## Extracted records

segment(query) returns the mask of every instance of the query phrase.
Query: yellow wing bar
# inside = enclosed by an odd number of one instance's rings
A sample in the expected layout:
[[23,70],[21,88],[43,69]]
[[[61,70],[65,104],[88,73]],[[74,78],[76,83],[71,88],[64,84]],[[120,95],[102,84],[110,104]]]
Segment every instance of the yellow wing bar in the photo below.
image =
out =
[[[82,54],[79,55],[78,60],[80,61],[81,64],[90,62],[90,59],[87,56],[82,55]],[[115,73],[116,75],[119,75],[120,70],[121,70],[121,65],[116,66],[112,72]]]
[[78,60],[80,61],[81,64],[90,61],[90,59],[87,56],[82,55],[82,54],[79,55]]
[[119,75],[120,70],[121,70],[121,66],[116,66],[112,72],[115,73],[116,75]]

* * *

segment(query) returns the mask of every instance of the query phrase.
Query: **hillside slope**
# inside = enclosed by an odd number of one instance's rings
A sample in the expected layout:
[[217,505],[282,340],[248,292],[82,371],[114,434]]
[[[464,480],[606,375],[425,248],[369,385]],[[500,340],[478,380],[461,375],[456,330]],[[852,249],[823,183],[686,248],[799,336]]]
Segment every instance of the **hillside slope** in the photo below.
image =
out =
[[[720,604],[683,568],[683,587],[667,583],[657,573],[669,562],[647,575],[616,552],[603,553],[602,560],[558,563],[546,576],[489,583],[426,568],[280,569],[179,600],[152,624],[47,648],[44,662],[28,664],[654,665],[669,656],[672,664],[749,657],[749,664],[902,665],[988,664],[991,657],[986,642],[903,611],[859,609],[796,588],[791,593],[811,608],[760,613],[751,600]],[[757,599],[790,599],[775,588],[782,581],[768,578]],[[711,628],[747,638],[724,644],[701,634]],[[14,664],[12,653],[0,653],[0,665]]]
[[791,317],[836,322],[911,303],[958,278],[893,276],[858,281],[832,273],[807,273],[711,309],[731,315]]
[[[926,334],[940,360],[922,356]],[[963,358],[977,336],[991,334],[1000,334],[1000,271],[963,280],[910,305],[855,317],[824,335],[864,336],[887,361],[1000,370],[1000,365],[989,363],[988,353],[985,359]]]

==

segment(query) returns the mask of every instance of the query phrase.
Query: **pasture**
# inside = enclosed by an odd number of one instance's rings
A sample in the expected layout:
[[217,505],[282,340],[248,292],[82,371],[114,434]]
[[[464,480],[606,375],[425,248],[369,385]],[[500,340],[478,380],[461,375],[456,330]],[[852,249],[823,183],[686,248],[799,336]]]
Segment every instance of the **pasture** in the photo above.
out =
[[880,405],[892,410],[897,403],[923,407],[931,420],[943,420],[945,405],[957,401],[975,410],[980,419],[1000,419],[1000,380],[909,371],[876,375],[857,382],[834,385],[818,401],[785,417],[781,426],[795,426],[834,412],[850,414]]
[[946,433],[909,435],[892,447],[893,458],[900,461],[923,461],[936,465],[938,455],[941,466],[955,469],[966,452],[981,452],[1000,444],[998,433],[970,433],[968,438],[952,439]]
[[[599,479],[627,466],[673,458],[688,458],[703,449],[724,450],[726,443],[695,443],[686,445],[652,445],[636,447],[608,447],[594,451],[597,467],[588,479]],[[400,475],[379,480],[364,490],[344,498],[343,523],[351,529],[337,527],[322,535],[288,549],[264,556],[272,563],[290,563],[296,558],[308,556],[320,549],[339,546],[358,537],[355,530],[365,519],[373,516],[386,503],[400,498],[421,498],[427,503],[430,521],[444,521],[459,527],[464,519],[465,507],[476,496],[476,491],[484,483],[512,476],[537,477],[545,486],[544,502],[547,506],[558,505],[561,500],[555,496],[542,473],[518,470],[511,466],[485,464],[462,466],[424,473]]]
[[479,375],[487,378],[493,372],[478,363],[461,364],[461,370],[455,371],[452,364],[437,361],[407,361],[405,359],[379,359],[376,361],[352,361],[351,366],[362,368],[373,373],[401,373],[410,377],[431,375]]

## Work request
Only the lines containing "below" are needed; copy each of them from the data.

## Result
Segment every instance of the yellow wing bar in the photo below.
Segment every instance of the **hillside slope** in the photo below.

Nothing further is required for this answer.